26/09/2017
A recente polêmica nacional em torno da liberação pela Justiça da terapia de reversão sexual para homoafetivos acendeu um sinal vermelho na luta da comunidade transexual no Brasil. O grupo ainda busca sair do rol de doenças mentais internacional, que denomina a condição como transtorno de personalidade e comportamento e, dessa forma, passível de tratamento.
Assim como a orientação sexual, a identidade de gênero no País, continuamente sofre um estigma social difícil. A população trans teme que, se a pauta de gays, lébicas e bissexuais - que deixaram de ser considerados doentes pela Organização Mundial de Saúde há quase 30 anos - sofreu retrocessos de direitos agora, a bandeira pelo fim da classificação deles como doentes pode se arrastar ainda mais, replicando preconceito e violência.
“No início, a patologização (transformação em doença) dos trans trouxe benefícios para termos acesso às cirurgias e tratamentos hormonais, mas isso mudou. Pode e deve ser criado um CID (Código Internacional de Doença) de cuidado, onde poderíamos ter os amparos necessários e cirúrgicos, mas sem sermos taxados de doentes. É preciso que as pessoas entendam que não somos doentes e que, quando decidimos por uma cirurgia, não buscamos uma mutilação”, afirmou o coordenador da Associação de Homens Trans & Transmasculinidades (AHTM), Társio Benício.

* [Dados de entrada]:
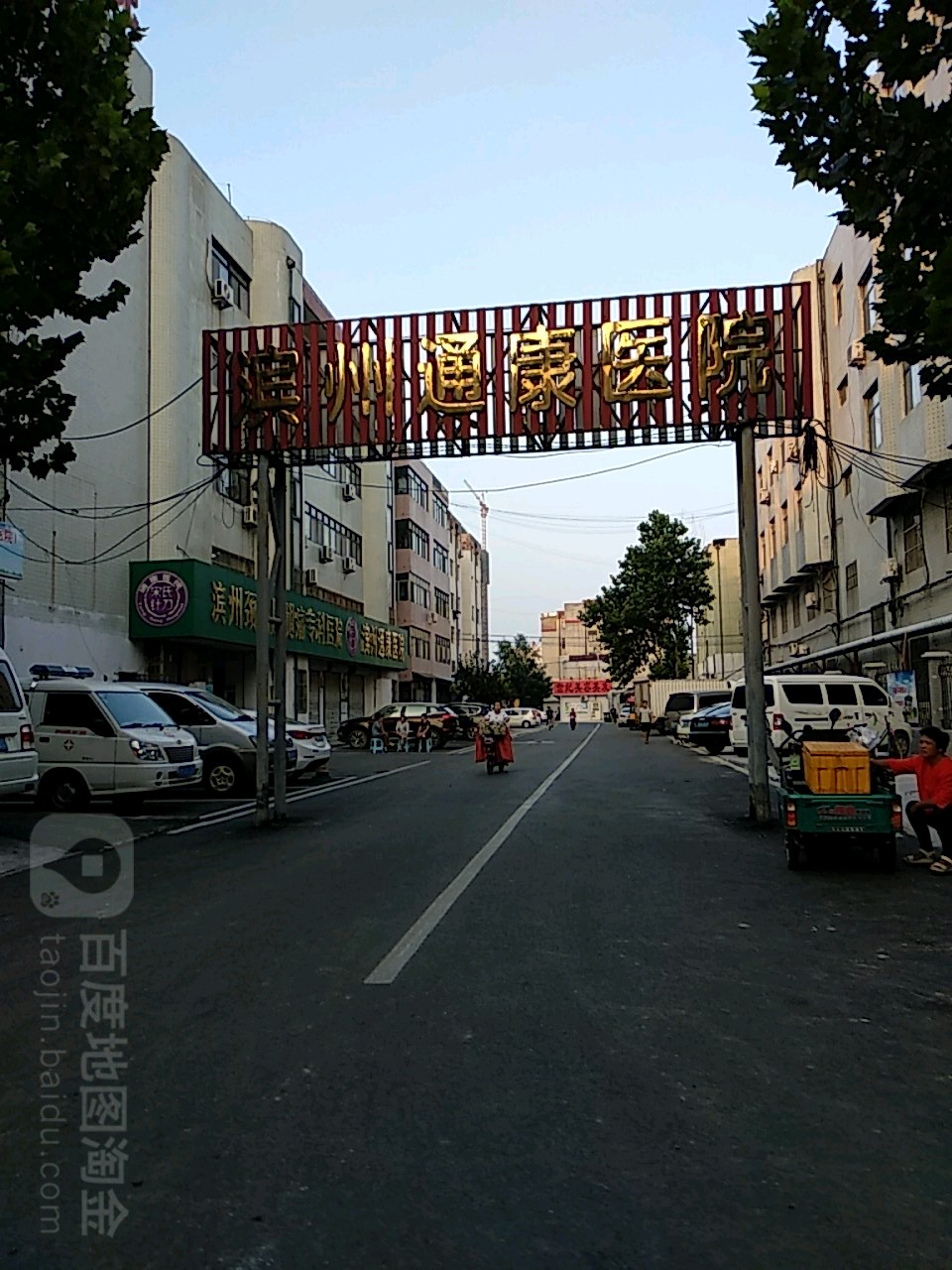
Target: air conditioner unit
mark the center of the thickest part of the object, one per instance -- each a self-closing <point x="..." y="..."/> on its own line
<point x="222" y="295"/>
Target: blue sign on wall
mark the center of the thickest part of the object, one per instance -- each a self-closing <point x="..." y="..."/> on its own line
<point x="10" y="550"/>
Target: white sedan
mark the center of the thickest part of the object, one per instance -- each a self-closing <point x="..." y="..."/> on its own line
<point x="524" y="717"/>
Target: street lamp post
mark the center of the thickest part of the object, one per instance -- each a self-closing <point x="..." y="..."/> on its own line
<point x="717" y="544"/>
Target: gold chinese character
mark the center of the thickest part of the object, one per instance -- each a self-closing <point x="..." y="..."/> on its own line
<point x="542" y="365"/>
<point x="368" y="380"/>
<point x="630" y="370"/>
<point x="220" y="607"/>
<point x="235" y="606"/>
<point x="453" y="380"/>
<point x="268" y="385"/>
<point x="250" y="617"/>
<point x="729" y="343"/>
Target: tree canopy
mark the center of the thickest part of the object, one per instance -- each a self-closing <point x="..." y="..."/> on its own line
<point x="645" y="615"/>
<point x="75" y="167"/>
<point x="515" y="674"/>
<point x="856" y="95"/>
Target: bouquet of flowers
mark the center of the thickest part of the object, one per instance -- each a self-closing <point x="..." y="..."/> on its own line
<point x="493" y="728"/>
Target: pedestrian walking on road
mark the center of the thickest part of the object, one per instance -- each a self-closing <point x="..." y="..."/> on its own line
<point x="645" y="720"/>
<point x="403" y="730"/>
<point x="424" y="735"/>
<point x="932" y="769"/>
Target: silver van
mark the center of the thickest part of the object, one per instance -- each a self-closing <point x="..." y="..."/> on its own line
<point x="226" y="735"/>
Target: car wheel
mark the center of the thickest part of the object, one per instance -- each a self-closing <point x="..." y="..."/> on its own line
<point x="222" y="776"/>
<point x="63" y="792"/>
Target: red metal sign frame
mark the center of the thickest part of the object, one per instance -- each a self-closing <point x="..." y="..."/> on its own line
<point x="629" y="371"/>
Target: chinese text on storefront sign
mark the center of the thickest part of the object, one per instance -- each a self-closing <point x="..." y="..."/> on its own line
<point x="635" y="370"/>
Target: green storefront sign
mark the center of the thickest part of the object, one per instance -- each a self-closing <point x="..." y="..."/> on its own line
<point x="195" y="601"/>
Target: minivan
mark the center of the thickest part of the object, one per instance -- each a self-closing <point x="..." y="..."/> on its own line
<point x="105" y="739"/>
<point x="226" y="735"/>
<point x="18" y="749"/>
<point x="809" y="698"/>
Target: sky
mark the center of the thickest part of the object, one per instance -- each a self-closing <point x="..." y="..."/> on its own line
<point x="438" y="157"/>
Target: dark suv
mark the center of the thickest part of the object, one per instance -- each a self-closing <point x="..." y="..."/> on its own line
<point x="443" y="721"/>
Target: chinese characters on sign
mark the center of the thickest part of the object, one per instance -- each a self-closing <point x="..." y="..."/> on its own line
<point x="236" y="608"/>
<point x="581" y="688"/>
<point x="571" y="375"/>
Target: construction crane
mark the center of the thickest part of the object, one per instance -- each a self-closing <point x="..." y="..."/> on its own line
<point x="484" y="511"/>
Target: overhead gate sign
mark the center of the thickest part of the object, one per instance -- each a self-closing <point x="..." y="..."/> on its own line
<point x="576" y="375"/>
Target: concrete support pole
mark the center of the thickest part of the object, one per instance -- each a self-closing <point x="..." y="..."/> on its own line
<point x="280" y="516"/>
<point x="753" y="639"/>
<point x="263" y="640"/>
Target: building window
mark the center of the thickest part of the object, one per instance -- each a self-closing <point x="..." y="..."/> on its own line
<point x="874" y="417"/>
<point x="440" y="512"/>
<point x="413" y="589"/>
<point x="912" y="548"/>
<point x="234" y="484"/>
<point x="327" y="532"/>
<point x="911" y="388"/>
<point x="412" y="538"/>
<point x="419" y="644"/>
<point x="867" y="302"/>
<point x="225" y="270"/>
<point x="409" y="483"/>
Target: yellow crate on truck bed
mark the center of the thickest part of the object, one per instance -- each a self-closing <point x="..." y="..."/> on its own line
<point x="835" y="767"/>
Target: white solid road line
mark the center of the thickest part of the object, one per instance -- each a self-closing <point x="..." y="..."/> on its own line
<point x="246" y="810"/>
<point x="400" y="953"/>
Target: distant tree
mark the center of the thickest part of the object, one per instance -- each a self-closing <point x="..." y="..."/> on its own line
<point x="75" y="167"/>
<point x="522" y="672"/>
<point x="476" y="680"/>
<point x="838" y="84"/>
<point x="645" y="615"/>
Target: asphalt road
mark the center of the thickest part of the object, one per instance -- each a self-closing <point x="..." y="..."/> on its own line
<point x="624" y="1035"/>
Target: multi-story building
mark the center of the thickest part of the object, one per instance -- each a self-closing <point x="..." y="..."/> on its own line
<point x="570" y="651"/>
<point x="141" y="557"/>
<point x="720" y="640"/>
<point x="424" y="584"/>
<point x="856" y="559"/>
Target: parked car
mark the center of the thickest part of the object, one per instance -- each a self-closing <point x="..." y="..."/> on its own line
<point x="443" y="721"/>
<point x="524" y="716"/>
<point x="105" y="739"/>
<point x="807" y="698"/>
<point x="227" y="737"/>
<point x="711" y="728"/>
<point x="689" y="702"/>
<point x="312" y="747"/>
<point x="18" y="746"/>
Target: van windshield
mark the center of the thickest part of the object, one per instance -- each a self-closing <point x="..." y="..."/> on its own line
<point x="134" y="710"/>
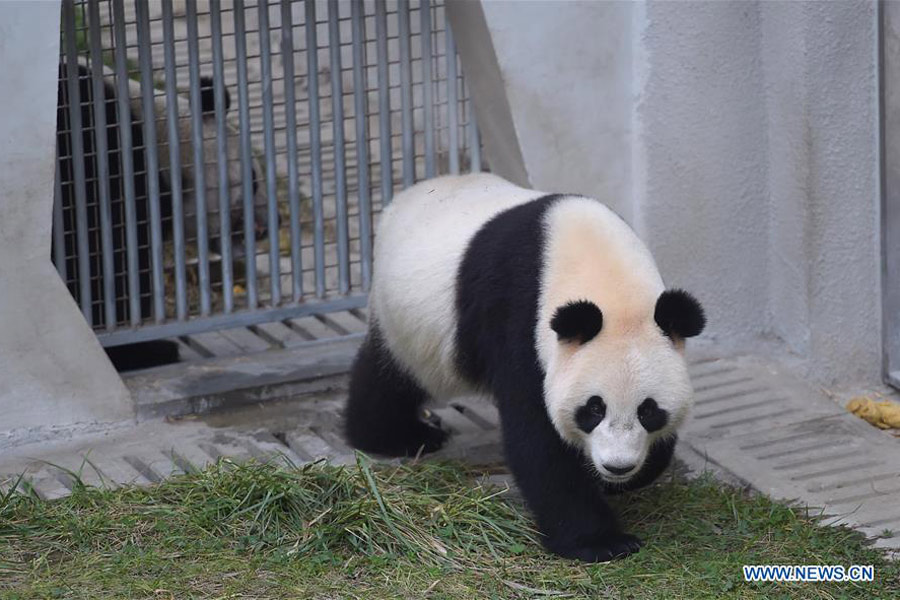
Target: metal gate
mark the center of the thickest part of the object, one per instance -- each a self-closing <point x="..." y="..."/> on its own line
<point x="225" y="165"/>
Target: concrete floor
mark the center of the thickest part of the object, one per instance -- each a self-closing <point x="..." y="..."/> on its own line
<point x="753" y="423"/>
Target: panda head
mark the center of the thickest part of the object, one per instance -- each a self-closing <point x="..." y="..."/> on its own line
<point x="235" y="177"/>
<point x="620" y="382"/>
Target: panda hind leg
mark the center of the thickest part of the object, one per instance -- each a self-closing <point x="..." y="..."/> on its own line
<point x="383" y="412"/>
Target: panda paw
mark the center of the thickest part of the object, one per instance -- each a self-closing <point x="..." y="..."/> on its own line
<point x="603" y="548"/>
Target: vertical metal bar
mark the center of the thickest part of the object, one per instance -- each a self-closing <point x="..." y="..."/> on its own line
<point x="406" y="102"/>
<point x="143" y="27"/>
<point x="265" y="63"/>
<point x="362" y="145"/>
<point x="290" y="117"/>
<point x="427" y="85"/>
<point x="126" y="147"/>
<point x="78" y="158"/>
<point x="174" y="135"/>
<point x="222" y="157"/>
<point x="315" y="142"/>
<point x="474" y="143"/>
<point x="384" y="104"/>
<point x="102" y="158"/>
<point x="199" y="164"/>
<point x="337" y="127"/>
<point x="59" y="237"/>
<point x="452" y="102"/>
<point x="246" y="156"/>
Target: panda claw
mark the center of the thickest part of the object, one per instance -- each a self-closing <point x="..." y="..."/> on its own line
<point x="427" y="438"/>
<point x="611" y="547"/>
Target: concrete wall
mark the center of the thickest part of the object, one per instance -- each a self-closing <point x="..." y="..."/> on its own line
<point x="739" y="138"/>
<point x="53" y="374"/>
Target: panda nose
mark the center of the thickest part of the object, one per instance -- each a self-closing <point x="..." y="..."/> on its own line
<point x="616" y="470"/>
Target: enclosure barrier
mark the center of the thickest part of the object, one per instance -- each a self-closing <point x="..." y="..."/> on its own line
<point x="226" y="166"/>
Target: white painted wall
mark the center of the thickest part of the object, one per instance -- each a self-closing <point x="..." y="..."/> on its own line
<point x="571" y="59"/>
<point x="53" y="374"/>
<point x="739" y="138"/>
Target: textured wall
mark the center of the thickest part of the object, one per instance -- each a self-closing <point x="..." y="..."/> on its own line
<point x="739" y="138"/>
<point x="704" y="213"/>
<point x="53" y="373"/>
<point x="565" y="68"/>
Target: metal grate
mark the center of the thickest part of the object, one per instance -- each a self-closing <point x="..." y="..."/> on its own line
<point x="225" y="165"/>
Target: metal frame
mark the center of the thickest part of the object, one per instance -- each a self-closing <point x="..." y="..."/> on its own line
<point x="410" y="117"/>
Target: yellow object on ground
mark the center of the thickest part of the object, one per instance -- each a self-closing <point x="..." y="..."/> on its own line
<point x="884" y="415"/>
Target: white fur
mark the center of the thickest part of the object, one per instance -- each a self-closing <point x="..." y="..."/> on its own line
<point x="593" y="255"/>
<point x="421" y="240"/>
<point x="590" y="254"/>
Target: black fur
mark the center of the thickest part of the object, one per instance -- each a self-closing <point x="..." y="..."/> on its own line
<point x="383" y="413"/>
<point x="657" y="461"/>
<point x="130" y="356"/>
<point x="498" y="288"/>
<point x="652" y="417"/>
<point x="143" y="355"/>
<point x="208" y="96"/>
<point x="590" y="414"/>
<point x="679" y="314"/>
<point x="577" y="321"/>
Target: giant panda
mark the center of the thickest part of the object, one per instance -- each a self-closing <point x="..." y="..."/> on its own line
<point x="153" y="353"/>
<point x="550" y="304"/>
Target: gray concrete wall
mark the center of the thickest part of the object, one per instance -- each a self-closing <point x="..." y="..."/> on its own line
<point x="53" y="374"/>
<point x="740" y="139"/>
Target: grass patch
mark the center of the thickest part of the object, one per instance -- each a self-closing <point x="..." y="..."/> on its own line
<point x="423" y="530"/>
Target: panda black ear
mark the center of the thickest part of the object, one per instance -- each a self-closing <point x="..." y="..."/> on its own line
<point x="208" y="96"/>
<point x="577" y="321"/>
<point x="679" y="314"/>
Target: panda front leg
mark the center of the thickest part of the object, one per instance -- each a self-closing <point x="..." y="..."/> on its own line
<point x="383" y="412"/>
<point x="558" y="485"/>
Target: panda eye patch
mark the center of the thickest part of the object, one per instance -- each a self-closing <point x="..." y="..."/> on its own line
<point x="590" y="414"/>
<point x="652" y="417"/>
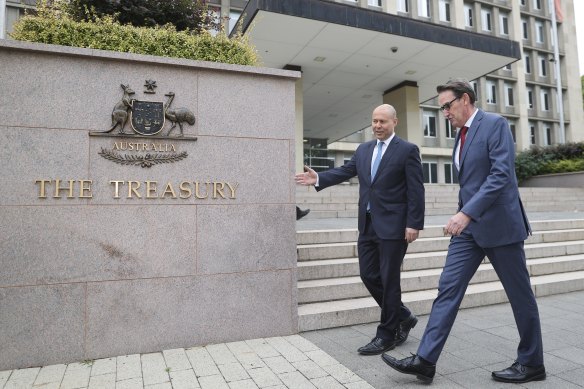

* [Requisitos da tarefa]:
Transcreva na íntegra, sem nenhuma alteração, o texto acima sobre a luta da população trans para deixar de ser classificada como doente mental.

* [Tarefa concluída]:
26/09/2017
A recente polêmica nacional em torno da liberação pela Justiça da terapia de reversão sexual para homoafetivos acendeu um sinal vermelho na luta da comunidade transexual no Brasil. O grupo ainda busca sair do rol de doenças mentais internacional, que denomina a condição como transtorno de personalidade e comportamento e, dessa forma, passível de tratamento.
Assim como a orientação sexual, a identidade de gênero no País, continuamente sofre um estigma social difícil. A população trans teme que, se a pauta de gays, lébicas e bissexuais - que deixaram de ser considerados doentes pela Organização Mundial de Saúde há quase 30 anos - sofreu retrocessos de direitos agora, a bandeira pelo fim da classificação deles como doentes pode se arrastar ainda mais, replicando preconceito e violência.
“No início, a patologização (transformação em doença) dos trans trouxe benefícios para termos acesso às cirurgias e tratamentos hormonais, mas isso mudou. Pode e deve ser criado um CID (Código Internacional de Doença) de cuidado, onde poderíamos ter os amparos necessários e cirúrgicos, mas sem sermos taxados de doentes. É preciso que as pessoas entendam que não somos doentes e que, quando decidimos por uma cirurgia, não buscamos uma mutilação”, afirmou o coordenador da Associação de Homens Trans & Transmasculinidades (AHTM), Társio Benício.